▶ **THE TASK**: Return every line of the rows below that contains the string "stone", matching case exactly.

[Image point annotation rows]
******************************

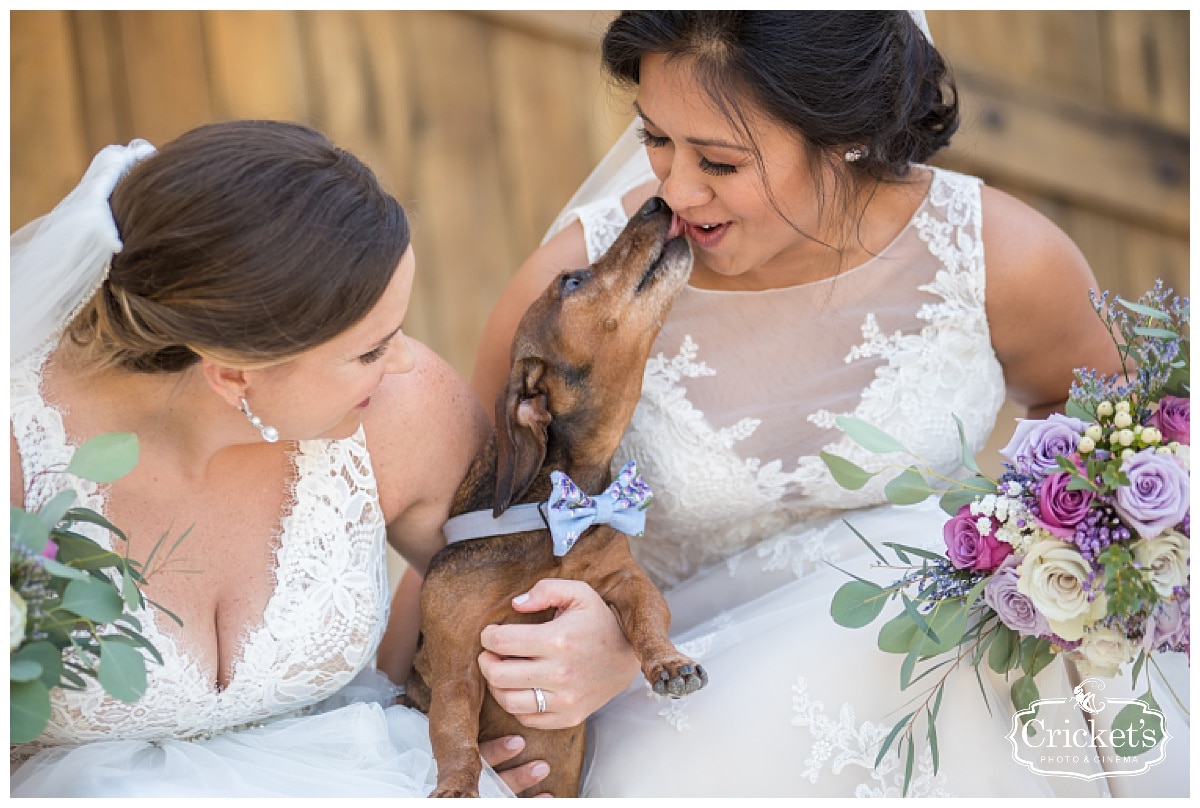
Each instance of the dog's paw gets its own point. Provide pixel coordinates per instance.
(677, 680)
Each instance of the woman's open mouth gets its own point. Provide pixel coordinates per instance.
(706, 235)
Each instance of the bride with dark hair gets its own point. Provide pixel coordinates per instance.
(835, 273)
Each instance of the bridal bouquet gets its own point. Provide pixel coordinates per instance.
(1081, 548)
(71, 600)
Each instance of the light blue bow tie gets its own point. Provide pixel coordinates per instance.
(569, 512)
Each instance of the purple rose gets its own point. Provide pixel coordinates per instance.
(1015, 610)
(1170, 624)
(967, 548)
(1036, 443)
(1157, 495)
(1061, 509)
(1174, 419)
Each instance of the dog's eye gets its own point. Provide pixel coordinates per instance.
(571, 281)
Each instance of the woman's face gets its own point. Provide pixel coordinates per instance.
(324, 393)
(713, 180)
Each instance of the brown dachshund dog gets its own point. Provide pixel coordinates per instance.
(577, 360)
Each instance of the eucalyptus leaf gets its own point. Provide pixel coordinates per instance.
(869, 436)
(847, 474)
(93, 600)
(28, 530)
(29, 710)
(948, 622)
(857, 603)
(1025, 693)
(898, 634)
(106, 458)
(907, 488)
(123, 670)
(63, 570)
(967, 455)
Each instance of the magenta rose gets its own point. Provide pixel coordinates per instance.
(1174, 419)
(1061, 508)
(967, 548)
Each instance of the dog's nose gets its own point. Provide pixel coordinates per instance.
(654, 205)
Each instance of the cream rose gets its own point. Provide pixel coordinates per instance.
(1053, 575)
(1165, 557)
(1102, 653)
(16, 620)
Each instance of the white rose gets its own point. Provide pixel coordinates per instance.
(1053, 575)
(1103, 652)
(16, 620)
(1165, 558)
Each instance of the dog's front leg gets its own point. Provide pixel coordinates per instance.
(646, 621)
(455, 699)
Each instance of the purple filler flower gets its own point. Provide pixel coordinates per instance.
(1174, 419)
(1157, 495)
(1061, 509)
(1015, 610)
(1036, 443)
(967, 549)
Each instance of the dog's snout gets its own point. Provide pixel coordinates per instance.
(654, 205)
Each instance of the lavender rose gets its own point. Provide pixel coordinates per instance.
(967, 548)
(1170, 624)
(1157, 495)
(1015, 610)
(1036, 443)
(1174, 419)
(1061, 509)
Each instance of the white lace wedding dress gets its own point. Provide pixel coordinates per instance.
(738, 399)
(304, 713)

******************************

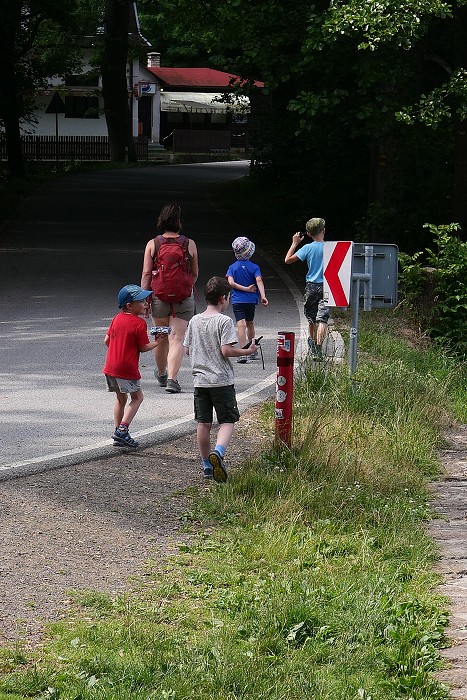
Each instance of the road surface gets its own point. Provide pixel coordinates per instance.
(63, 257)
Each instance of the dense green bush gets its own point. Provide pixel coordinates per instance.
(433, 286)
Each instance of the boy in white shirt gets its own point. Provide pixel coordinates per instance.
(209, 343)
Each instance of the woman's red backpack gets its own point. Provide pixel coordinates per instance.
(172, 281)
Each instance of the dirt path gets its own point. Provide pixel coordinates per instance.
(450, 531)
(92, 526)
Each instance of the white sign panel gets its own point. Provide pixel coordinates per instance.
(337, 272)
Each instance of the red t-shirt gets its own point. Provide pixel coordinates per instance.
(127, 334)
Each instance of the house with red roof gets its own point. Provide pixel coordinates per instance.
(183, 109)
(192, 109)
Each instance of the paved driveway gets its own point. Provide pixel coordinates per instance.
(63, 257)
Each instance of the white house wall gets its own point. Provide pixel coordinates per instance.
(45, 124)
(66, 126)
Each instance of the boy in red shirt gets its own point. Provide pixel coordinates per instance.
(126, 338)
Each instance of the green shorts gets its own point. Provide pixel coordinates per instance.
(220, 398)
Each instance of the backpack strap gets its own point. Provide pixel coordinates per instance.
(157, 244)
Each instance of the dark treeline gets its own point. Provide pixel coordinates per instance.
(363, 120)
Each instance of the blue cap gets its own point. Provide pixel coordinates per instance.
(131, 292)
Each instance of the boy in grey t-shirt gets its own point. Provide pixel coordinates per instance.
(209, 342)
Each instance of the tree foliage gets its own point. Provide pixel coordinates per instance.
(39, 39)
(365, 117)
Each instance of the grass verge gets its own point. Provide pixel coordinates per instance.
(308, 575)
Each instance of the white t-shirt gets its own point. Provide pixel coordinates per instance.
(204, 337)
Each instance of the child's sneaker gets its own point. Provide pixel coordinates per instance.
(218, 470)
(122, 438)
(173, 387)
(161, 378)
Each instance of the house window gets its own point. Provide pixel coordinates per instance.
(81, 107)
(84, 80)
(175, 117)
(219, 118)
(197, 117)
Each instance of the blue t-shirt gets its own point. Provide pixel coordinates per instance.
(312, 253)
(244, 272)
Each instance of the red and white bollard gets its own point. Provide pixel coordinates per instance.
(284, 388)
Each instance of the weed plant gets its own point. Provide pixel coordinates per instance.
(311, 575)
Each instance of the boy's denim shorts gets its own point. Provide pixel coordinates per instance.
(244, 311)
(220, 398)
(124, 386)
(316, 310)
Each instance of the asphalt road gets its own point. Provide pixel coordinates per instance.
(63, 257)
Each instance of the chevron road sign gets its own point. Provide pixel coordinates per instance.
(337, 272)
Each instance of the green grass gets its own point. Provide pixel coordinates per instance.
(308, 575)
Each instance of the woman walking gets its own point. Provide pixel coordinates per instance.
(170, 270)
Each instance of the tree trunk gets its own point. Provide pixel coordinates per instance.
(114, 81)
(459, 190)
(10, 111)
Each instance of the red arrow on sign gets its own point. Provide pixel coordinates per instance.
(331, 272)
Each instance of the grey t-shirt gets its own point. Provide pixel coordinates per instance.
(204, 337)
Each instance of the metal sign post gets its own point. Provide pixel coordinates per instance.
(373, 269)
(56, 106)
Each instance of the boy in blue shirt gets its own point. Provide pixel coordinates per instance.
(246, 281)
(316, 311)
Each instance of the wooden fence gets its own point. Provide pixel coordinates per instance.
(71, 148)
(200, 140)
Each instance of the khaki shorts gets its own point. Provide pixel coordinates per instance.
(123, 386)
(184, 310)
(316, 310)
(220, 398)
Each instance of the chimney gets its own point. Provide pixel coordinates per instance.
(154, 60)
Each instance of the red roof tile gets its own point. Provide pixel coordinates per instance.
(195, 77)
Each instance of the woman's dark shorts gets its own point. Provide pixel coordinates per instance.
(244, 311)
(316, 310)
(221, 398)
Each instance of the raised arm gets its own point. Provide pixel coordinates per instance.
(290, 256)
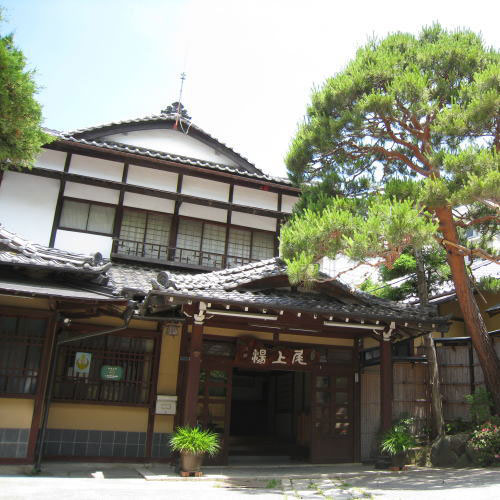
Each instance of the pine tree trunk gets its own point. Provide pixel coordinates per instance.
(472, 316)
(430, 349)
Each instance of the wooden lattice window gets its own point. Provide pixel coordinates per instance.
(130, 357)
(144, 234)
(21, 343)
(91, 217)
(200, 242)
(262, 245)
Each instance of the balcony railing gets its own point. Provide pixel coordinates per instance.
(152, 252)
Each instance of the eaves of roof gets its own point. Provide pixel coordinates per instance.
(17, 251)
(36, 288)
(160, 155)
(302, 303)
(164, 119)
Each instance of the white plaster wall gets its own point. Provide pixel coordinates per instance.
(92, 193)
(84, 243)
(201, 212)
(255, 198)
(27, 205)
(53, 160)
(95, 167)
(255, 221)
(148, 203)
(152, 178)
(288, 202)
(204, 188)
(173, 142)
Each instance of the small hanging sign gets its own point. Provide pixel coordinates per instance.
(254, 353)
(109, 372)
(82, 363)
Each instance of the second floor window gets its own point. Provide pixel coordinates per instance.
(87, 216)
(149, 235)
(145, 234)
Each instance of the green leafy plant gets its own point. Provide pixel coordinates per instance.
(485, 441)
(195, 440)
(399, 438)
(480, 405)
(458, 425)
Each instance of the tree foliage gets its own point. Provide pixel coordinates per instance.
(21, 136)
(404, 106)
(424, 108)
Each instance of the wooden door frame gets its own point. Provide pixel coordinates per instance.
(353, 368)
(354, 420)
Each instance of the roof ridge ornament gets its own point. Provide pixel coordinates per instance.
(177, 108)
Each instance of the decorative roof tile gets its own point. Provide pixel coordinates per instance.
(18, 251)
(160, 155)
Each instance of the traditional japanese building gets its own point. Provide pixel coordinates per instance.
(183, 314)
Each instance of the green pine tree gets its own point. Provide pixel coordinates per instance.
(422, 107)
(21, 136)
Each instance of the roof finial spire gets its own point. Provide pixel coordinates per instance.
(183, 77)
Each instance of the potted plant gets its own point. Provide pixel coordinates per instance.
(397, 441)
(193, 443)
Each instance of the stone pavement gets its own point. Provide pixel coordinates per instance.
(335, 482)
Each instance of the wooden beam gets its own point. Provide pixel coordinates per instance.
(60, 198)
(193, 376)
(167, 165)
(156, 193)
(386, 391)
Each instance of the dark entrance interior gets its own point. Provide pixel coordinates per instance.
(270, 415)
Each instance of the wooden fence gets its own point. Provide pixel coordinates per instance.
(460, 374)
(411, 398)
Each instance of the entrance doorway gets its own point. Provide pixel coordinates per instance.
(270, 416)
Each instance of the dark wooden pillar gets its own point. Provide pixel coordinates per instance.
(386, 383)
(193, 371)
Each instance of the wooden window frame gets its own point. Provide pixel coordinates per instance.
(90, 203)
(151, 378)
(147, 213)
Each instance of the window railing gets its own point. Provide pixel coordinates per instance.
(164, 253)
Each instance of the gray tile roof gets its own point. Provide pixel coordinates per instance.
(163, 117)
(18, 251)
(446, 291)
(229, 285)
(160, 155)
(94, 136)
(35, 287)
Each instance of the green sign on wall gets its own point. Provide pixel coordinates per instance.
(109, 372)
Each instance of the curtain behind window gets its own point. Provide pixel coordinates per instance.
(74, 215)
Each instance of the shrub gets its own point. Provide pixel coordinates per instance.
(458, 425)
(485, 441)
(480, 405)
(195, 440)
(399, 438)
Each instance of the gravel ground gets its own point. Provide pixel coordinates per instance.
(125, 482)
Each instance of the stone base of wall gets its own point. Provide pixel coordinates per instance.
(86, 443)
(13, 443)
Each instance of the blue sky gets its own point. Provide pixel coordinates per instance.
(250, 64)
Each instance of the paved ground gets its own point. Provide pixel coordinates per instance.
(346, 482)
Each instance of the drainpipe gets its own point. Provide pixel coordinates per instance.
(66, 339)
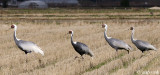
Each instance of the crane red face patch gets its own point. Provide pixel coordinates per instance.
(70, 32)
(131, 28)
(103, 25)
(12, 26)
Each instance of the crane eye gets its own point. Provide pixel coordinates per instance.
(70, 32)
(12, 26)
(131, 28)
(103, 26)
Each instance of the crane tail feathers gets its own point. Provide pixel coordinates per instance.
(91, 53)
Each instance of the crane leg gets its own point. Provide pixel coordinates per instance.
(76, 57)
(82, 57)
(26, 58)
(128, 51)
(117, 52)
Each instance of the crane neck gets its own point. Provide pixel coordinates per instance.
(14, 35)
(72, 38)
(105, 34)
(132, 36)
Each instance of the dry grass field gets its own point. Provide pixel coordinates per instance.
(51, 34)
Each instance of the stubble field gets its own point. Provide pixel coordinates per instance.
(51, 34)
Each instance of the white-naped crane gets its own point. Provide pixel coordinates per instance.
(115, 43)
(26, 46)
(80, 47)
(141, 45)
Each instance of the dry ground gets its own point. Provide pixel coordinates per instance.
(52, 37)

******************************

▶ **FULL RESPONSE**:
Each instance of the stone pavement gets its own point. Provide pixel coordinates per instance.
Each instance of the stone base of wall gets its own point. Provide pixel coordinates per instance.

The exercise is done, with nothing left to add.